*Provided information*:
== == ==

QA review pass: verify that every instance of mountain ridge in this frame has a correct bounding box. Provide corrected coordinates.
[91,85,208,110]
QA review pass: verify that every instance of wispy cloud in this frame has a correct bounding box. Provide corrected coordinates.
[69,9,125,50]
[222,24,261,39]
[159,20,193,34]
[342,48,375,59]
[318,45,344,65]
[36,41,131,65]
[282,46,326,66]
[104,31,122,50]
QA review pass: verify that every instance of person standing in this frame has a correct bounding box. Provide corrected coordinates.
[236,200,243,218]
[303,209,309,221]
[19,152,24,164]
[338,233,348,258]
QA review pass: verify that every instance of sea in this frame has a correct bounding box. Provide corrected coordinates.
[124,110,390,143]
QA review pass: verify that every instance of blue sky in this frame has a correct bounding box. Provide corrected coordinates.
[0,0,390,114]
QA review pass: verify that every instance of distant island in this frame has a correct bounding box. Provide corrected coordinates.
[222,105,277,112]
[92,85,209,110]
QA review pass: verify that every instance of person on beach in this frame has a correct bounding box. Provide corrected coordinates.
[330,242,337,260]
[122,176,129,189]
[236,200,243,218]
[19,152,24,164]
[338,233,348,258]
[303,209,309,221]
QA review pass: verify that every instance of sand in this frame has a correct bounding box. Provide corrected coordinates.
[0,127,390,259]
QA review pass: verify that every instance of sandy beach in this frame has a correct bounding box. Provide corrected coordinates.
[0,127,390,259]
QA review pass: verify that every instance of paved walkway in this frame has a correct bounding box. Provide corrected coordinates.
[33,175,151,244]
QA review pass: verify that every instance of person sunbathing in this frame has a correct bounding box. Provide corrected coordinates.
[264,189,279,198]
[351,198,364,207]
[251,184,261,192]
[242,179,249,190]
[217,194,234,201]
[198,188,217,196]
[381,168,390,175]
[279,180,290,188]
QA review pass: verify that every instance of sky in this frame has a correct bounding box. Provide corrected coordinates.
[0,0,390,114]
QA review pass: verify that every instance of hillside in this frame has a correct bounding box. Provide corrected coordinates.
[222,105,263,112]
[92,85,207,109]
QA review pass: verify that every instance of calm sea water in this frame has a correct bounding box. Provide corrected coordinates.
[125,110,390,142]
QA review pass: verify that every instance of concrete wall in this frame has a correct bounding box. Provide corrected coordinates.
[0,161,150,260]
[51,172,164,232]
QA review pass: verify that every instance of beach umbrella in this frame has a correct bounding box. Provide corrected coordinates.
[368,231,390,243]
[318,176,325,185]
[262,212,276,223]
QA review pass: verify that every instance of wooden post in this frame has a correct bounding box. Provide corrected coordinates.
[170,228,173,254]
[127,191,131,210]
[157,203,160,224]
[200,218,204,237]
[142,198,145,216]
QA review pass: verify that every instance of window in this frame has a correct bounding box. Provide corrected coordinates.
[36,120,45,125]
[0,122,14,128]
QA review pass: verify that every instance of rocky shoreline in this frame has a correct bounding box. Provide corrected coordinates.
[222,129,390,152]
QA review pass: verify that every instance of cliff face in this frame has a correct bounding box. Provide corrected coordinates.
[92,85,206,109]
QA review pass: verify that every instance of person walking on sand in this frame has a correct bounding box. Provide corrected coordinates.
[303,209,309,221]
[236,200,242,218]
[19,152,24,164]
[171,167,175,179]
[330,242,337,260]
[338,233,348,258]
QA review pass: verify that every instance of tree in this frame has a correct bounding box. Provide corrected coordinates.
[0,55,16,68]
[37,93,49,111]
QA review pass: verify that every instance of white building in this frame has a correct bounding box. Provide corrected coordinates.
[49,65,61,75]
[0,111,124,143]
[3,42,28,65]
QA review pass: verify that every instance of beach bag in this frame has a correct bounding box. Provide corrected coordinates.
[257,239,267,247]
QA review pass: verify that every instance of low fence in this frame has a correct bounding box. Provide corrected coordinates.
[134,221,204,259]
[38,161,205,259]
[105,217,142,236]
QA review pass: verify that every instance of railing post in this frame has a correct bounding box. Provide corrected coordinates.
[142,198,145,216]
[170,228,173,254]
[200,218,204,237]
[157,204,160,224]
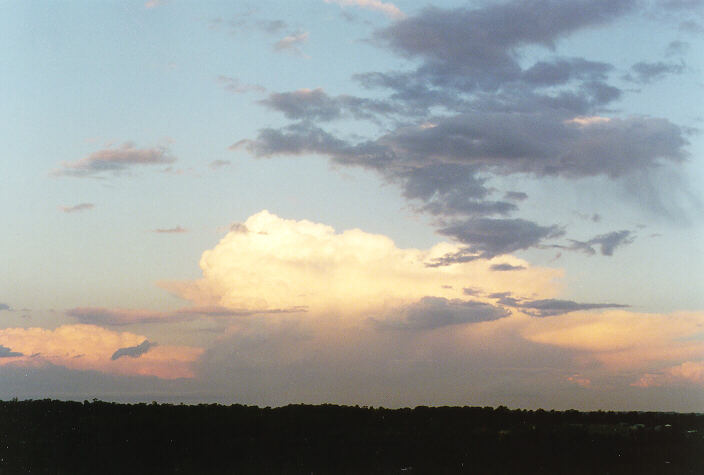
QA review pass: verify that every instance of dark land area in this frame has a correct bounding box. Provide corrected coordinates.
[0,400,704,474]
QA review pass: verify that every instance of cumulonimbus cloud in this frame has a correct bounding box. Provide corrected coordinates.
[160,211,560,318]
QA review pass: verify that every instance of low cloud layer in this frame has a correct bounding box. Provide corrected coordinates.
[373,297,510,330]
[0,325,203,379]
[325,0,406,20]
[154,226,188,234]
[52,142,176,178]
[61,203,95,213]
[66,305,306,326]
[161,211,559,318]
[110,340,156,361]
[0,345,24,358]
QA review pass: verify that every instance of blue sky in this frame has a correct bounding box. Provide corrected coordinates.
[0,0,704,410]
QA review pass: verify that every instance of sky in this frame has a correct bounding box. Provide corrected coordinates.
[0,0,704,412]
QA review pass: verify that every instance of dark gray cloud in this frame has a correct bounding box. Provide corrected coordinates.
[110,340,156,361]
[665,40,690,56]
[490,263,525,272]
[259,88,394,121]
[373,297,510,330]
[52,142,176,178]
[375,0,636,90]
[504,191,528,201]
[60,203,95,213]
[231,0,688,260]
[558,230,635,256]
[494,294,628,317]
[625,61,685,84]
[432,218,564,265]
[659,0,704,10]
[274,31,308,56]
[0,345,24,358]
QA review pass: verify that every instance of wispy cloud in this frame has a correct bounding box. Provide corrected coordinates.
[66,305,306,326]
[153,226,188,234]
[110,340,156,361]
[59,203,95,213]
[0,325,203,379]
[208,160,232,170]
[274,31,308,56]
[0,345,24,358]
[218,76,266,94]
[52,142,176,178]
[325,0,406,20]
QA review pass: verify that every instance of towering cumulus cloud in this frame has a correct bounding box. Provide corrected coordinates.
[162,211,559,316]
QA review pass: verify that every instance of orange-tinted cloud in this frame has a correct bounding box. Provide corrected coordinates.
[160,211,562,318]
[0,324,203,379]
[631,361,704,388]
[522,311,704,371]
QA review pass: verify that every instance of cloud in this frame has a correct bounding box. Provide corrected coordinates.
[0,325,203,379]
[154,226,188,234]
[506,297,628,317]
[259,88,393,121]
[556,230,635,256]
[504,191,528,201]
[376,0,636,90]
[631,361,704,388]
[373,297,510,330]
[522,310,704,372]
[208,160,232,170]
[625,61,685,84]
[144,0,167,9]
[110,340,156,361]
[60,203,95,213]
[435,218,564,265]
[325,0,406,20]
[0,345,24,358]
[236,0,689,264]
[218,76,266,94]
[274,31,308,56]
[66,305,306,325]
[160,211,559,318]
[490,263,525,272]
[665,40,690,56]
[52,142,176,178]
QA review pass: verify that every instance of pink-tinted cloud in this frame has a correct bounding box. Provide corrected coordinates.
[66,305,306,325]
[52,142,176,178]
[631,361,704,388]
[567,374,592,388]
[325,0,406,20]
[0,324,203,379]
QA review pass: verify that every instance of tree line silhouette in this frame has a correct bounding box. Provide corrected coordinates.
[0,399,704,474]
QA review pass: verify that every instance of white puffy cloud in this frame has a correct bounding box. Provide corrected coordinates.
[161,211,561,318]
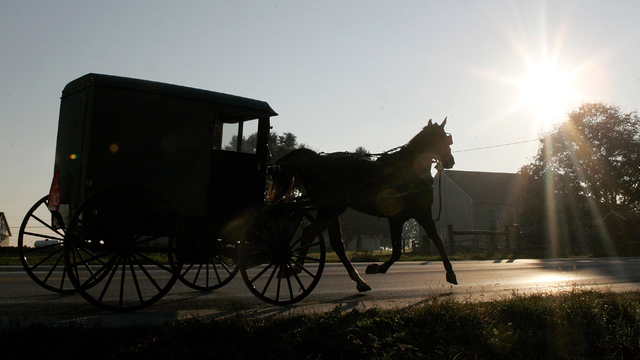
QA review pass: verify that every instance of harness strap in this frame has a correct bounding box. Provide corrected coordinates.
[433,162,444,221]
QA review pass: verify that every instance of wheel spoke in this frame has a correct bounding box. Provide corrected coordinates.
[31,214,64,238]
[98,257,120,302]
[291,259,316,279]
[129,257,144,304]
[43,250,63,282]
[262,266,278,296]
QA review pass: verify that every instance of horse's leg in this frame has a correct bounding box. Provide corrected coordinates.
[416,213,458,285]
[366,218,405,274]
[318,215,371,292]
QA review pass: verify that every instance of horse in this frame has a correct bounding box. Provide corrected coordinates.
[267,118,458,292]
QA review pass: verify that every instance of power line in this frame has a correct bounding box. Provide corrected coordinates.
[452,139,540,153]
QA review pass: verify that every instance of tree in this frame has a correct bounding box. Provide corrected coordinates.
[224,131,307,161]
[520,103,640,256]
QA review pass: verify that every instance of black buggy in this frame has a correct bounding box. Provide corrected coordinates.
[18,74,325,311]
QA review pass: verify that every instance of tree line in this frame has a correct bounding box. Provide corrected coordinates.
[519,103,640,255]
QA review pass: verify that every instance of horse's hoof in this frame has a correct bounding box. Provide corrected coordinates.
[447,271,458,285]
[365,264,380,274]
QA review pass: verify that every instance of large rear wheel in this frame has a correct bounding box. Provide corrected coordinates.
[64,186,181,311]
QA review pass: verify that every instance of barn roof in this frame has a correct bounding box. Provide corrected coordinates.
[443,170,526,203]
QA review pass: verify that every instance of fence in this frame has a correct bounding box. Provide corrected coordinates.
[447,225,520,254]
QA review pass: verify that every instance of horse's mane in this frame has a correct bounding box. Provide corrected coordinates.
[376,122,440,166]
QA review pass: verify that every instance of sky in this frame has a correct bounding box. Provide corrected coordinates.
[0,0,640,245]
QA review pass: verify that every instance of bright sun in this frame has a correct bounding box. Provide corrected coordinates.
[518,63,572,126]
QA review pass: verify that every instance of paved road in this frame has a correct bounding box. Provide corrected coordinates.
[0,258,640,326]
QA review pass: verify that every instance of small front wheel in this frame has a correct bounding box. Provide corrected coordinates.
[239,204,326,306]
[18,196,75,294]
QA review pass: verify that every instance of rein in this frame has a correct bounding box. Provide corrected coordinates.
[433,162,444,221]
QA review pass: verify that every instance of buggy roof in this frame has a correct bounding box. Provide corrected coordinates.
[62,73,278,122]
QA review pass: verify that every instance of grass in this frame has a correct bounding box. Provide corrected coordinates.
[0,290,640,360]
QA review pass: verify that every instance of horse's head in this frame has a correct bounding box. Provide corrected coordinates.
[407,118,455,169]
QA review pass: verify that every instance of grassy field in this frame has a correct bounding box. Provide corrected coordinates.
[0,290,640,360]
[5,248,640,360]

== == ==

*Task description*:
Reproduce the records unchanged, starting at the line that contains "QA review pass: verify that every instance of window" and ending at the line that contains "[160,211,560,318]", with both of those lines included. Leave the pictures out of your answer.

*Full answer*:
QA review pass: verify that every instance of window in this frame has a correct bounding box. Provide corrected coordinates.
[36,120,45,125]
[0,122,14,128]
QA review pass: verify that every instance of rocky shoreline in this frame has a correct bounding box. Provide corrected coordinates.
[222,129,390,152]
QA review pass: verify that every instance of cliff face in this frame has a correct bounding box. Provide corrected coordinates.
[92,85,206,109]
QA review pass: verify that every instance of person walking on sand in this frame has a correct bounding box. Provide corrected coordinates.
[303,209,309,221]
[236,200,242,218]
[19,152,24,164]
[171,167,175,179]
[330,242,337,260]
[338,233,348,258]
QA review pass: verify that every instance of tree in this frame has a correct bounding box. Provide corrected coordinates.
[0,55,16,68]
[37,93,49,111]
QA review pass: verify that every instance of white building in this frame has a correct bounding box. Provide corrected coordinates.
[49,65,61,75]
[0,111,124,143]
[3,42,28,65]
QA review pass: verify that every instance of beach bag in this frame has a correct bounding box. Provide corrected coordinates.
[257,239,267,247]
QA review pass: verify that every instance of low fence in this frame has a correct bounding box. Provide corrected coordinates.
[134,221,204,259]
[38,161,205,259]
[105,217,142,236]
QA review pass: verify that every instance of railing post in this frame has a correct bounding box. Provide corrected coordinates.
[142,198,145,216]
[170,228,173,254]
[200,218,204,237]
[157,204,160,224]
QA review pass: verify that every instance of dark land area in this frame has a correct bounding box. Provide corrected coordinates.
[0,400,704,474]
QA review pass: verify that every instance of cumulonimbus cloud in this frame has a correct bounding box. Provide corrected coordinates.
[160,211,560,318]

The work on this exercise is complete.